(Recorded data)

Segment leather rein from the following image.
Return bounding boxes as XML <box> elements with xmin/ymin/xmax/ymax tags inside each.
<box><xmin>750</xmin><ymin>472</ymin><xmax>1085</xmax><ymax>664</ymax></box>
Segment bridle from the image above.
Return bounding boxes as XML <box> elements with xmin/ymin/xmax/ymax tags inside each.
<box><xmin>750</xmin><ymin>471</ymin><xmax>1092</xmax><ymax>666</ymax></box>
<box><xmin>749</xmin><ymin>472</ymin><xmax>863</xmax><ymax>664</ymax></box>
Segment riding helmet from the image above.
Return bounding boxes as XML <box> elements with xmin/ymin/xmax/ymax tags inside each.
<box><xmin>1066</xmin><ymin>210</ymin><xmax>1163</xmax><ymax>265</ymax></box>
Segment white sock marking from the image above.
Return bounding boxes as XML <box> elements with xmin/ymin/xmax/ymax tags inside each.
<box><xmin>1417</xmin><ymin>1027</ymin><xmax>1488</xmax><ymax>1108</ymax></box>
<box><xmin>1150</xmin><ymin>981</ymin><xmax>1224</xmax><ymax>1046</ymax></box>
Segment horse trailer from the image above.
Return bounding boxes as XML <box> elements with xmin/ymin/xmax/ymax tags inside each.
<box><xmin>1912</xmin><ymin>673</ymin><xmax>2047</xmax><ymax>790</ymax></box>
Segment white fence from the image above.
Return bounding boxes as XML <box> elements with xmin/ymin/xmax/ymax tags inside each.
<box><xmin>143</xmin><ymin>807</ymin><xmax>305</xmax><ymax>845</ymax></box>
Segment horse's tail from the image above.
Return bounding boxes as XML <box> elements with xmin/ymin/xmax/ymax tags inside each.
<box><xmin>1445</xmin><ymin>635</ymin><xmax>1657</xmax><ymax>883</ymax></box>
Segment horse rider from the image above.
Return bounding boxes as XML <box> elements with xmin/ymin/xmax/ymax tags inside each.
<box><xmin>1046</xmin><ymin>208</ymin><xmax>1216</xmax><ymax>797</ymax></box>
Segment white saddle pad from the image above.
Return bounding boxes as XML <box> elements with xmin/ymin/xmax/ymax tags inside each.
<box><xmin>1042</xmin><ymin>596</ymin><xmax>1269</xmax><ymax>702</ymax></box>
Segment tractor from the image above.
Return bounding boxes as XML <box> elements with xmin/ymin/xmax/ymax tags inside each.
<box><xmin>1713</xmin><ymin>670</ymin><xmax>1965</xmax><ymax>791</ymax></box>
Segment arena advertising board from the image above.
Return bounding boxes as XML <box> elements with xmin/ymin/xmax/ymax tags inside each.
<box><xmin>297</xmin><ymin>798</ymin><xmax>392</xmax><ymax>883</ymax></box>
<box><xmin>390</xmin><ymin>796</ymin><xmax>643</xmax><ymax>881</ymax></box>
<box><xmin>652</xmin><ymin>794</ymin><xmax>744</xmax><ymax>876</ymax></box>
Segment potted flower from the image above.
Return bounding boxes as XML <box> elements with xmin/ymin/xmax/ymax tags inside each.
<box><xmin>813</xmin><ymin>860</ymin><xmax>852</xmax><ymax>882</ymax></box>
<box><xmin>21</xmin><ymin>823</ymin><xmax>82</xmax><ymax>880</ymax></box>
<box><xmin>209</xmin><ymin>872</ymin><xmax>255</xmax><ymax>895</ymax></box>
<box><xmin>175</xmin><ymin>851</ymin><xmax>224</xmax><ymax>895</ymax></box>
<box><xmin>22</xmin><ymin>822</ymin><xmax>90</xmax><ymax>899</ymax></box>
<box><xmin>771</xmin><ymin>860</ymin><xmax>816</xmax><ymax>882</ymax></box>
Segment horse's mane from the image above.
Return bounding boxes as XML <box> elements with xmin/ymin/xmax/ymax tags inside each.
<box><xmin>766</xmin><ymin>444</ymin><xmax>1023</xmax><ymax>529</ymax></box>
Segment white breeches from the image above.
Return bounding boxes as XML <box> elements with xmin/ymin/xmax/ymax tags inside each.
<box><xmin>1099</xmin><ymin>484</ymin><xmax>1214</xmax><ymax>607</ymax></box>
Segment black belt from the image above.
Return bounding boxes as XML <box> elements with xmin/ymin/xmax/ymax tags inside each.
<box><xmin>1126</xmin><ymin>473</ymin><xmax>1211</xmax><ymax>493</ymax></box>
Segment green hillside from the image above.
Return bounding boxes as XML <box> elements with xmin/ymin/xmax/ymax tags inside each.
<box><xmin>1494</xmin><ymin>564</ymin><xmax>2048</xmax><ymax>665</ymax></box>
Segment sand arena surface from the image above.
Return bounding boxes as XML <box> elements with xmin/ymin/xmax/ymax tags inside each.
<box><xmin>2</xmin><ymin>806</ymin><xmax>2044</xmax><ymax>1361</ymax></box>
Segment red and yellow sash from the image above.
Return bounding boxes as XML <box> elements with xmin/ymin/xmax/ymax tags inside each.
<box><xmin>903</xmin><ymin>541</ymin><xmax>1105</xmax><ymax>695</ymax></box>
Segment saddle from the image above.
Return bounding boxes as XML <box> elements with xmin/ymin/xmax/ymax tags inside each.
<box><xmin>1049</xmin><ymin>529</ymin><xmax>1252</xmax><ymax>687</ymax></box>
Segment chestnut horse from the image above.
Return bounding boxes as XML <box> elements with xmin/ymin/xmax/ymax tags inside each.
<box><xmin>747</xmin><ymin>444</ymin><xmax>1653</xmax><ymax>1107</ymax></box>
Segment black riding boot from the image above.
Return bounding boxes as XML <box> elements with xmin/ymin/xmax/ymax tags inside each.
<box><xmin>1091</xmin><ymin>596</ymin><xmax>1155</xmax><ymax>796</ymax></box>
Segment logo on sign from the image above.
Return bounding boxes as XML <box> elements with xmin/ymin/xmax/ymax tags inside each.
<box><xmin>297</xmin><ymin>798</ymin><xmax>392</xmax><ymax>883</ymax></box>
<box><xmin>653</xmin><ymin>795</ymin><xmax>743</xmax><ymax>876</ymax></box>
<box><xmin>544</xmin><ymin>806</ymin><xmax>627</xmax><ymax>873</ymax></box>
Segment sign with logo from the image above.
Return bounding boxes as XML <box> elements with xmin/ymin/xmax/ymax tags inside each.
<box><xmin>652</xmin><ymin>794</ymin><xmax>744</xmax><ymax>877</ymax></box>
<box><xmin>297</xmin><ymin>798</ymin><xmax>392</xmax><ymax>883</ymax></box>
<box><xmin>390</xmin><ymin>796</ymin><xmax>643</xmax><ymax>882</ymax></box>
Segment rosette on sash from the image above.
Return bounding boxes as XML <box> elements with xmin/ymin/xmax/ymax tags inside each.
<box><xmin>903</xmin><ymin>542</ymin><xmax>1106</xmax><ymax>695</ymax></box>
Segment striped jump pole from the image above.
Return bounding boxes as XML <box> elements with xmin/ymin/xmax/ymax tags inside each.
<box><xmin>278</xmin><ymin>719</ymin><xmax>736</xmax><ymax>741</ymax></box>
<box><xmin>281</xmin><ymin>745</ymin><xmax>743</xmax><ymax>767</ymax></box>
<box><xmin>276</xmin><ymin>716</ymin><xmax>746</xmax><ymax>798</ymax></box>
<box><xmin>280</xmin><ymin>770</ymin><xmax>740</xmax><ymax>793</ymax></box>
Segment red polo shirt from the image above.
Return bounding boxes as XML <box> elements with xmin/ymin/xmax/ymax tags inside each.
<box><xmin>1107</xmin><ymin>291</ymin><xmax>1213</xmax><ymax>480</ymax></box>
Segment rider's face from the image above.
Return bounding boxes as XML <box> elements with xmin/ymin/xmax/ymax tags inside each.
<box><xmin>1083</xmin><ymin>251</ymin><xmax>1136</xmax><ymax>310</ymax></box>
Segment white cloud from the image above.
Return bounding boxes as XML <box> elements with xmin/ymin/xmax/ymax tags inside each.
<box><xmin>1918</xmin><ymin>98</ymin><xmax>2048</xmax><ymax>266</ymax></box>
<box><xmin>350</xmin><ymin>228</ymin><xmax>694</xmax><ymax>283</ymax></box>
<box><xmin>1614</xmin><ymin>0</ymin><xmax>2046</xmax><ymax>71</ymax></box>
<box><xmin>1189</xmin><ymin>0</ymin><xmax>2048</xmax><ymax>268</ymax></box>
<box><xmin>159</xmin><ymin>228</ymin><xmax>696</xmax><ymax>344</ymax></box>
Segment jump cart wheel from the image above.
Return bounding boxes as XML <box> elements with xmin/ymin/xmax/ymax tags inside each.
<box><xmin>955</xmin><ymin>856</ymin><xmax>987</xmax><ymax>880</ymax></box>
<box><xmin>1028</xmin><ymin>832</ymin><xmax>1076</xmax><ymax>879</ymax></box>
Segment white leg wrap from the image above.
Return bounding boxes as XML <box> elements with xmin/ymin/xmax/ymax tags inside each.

What is expected: Nothing beyond the lines from the start of the entries through the line with "Segment white sock" should appear. Repeat those lines exactly, both ends included.

Exercise output:
Segment leather rein from the following image.
Return bounding boxes as XML <box> elements with xmin/ymin/xmax/ymax tags inside each.
<box><xmin>750</xmin><ymin>472</ymin><xmax>1085</xmax><ymax>664</ymax></box>
Segment bridle from the image above.
Return bounding boxes as XML <box> elements with xmin/ymin/xmax/ymax tags inside each.
<box><xmin>750</xmin><ymin>471</ymin><xmax>1092</xmax><ymax>666</ymax></box>
<box><xmin>749</xmin><ymin>472</ymin><xmax>863</xmax><ymax>664</ymax></box>
Segment riding helmet from the image above.
Return bounding boxes as XML <box> elements with xmin/ymin/xmax/ymax tags inside each.
<box><xmin>1066</xmin><ymin>210</ymin><xmax>1163</xmax><ymax>265</ymax></box>
Segment white sock marking from the image above.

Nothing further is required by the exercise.